AIM OF THE TASK >>
Repeat nothing but the line containing "Can you see the bare" and the lines that follow it, up to and including the last line of the data below.

:: SUPPLIED DATA

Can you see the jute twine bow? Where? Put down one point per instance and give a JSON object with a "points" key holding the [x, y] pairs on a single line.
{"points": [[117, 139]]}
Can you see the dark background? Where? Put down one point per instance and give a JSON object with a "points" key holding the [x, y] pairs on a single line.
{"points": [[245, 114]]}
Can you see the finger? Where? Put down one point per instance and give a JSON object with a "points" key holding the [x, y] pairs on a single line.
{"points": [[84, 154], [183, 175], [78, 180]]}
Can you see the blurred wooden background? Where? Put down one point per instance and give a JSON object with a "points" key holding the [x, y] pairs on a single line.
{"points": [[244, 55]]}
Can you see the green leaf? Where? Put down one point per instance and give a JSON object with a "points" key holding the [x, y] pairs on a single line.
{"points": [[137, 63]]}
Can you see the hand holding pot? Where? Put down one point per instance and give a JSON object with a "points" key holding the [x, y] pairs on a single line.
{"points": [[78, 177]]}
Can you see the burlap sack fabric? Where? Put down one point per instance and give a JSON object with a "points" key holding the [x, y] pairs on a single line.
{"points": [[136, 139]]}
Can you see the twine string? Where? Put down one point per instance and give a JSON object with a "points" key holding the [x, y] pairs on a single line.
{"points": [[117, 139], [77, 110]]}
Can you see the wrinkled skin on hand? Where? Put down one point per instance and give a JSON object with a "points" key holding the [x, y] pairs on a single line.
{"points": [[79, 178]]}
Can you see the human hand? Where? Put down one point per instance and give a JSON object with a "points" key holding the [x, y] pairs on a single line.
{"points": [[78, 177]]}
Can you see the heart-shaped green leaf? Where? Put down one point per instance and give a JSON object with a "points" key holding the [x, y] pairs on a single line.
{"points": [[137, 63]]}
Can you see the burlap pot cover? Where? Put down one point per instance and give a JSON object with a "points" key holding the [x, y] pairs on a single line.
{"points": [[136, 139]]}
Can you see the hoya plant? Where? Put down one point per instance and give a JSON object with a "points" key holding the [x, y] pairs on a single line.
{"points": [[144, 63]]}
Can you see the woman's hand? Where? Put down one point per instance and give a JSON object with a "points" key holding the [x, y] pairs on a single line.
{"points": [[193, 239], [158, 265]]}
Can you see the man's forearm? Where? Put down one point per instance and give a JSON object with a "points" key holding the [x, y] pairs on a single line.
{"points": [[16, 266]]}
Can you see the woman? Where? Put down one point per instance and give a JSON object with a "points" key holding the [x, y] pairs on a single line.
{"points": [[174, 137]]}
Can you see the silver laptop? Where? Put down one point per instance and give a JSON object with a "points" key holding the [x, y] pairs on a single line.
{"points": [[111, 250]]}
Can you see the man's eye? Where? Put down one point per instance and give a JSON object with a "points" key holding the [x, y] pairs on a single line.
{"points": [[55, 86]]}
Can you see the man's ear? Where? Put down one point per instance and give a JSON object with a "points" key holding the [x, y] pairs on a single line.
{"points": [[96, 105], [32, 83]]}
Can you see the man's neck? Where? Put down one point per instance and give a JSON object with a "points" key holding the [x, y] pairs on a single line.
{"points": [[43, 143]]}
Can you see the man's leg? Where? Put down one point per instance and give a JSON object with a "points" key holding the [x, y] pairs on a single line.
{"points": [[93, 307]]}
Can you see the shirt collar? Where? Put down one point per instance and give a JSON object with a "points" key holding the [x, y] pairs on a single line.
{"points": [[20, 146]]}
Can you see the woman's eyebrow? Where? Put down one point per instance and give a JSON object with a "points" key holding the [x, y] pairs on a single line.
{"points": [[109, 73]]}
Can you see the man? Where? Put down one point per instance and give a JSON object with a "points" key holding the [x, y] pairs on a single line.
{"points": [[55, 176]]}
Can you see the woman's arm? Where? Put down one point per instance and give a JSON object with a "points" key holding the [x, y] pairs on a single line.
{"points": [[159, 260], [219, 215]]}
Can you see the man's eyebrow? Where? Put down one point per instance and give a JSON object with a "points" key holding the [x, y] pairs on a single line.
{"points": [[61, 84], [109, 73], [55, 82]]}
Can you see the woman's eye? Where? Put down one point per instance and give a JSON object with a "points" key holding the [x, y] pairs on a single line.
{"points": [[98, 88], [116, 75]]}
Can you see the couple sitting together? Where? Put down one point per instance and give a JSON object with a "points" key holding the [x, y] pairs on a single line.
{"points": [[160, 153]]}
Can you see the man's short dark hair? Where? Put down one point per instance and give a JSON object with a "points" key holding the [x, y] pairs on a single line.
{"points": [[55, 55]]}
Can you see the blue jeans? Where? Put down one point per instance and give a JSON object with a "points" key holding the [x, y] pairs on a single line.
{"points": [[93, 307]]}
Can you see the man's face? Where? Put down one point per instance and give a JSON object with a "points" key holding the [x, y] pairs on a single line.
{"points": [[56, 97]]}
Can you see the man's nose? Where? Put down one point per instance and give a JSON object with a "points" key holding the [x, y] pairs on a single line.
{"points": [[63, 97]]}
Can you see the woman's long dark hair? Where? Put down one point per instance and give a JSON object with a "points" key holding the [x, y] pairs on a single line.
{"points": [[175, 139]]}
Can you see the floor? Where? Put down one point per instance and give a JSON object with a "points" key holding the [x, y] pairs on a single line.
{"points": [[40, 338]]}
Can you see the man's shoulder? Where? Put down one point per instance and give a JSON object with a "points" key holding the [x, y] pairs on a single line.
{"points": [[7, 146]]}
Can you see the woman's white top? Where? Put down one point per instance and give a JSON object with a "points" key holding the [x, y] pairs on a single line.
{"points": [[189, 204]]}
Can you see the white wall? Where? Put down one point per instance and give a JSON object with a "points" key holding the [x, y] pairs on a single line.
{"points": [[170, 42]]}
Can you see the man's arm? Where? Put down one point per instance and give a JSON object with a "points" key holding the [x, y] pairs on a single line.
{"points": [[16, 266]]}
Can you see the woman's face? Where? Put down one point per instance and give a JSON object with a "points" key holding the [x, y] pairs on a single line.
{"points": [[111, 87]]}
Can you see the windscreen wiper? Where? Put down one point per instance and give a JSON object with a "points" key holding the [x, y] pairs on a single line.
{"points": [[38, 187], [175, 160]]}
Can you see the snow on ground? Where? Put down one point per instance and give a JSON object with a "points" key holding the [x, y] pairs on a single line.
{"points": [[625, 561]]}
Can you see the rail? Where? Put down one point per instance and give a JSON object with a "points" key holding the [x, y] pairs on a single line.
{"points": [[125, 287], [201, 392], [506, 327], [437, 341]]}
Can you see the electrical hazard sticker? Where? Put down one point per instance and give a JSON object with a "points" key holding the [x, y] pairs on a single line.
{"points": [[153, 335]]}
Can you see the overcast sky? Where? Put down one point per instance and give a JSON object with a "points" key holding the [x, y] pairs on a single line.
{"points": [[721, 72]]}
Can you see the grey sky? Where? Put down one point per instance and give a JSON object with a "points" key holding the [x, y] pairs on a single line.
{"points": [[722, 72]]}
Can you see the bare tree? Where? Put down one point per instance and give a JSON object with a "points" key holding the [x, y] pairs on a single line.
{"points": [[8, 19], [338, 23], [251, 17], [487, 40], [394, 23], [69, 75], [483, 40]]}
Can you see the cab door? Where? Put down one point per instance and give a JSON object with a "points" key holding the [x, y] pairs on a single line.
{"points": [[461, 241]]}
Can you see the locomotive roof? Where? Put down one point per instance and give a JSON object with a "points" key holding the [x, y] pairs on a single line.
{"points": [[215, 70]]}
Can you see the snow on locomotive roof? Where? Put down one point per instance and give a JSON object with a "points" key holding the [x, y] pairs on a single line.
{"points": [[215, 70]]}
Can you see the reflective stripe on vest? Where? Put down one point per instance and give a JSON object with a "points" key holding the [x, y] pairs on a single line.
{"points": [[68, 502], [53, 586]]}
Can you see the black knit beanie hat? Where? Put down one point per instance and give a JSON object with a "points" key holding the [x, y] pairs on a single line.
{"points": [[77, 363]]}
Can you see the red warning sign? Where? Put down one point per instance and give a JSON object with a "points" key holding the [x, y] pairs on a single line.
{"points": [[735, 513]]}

::::

TASK SOLUTION >>
Can you see the bare tree? Where? Put down one point per instance and give a JSON object with a "points" key holding the [x, y] pairs on a single line.
{"points": [[8, 19], [338, 23], [251, 17], [487, 40], [394, 23], [69, 75], [483, 40]]}
Can you see the cab door? Where? Put down one point per instance and give a JSON object with a "points" key holding the [x, y] pairs on a single line.
{"points": [[461, 241]]}
Can you see the locomotive roof? Where? Put down one point per instance and give a JSON object with a "points" key holding the [x, y] pairs on a single line.
{"points": [[215, 70]]}
Can you see the snow on locomotive roof? Where? Put down one point per instance and give a JSON object with a "points" key holding the [x, y] pairs on a single line.
{"points": [[215, 70]]}
Can you see the reflective stripe on vest? Where? Put down one point per instance and give a JSON object with a "points" key holding the [x, y] pairs on a single line.
{"points": [[68, 502], [53, 586]]}
Can you see the black knit beanie hat? Where? Put down one point per instance and give a JSON object with a "points" key holding the [x, y] pairs on a single line.
{"points": [[77, 363]]}
Can you see the red warning sign? Where? Put down one point per instance and give a JSON object with a "points" key holding the [x, y] pairs on a single line.
{"points": [[735, 513]]}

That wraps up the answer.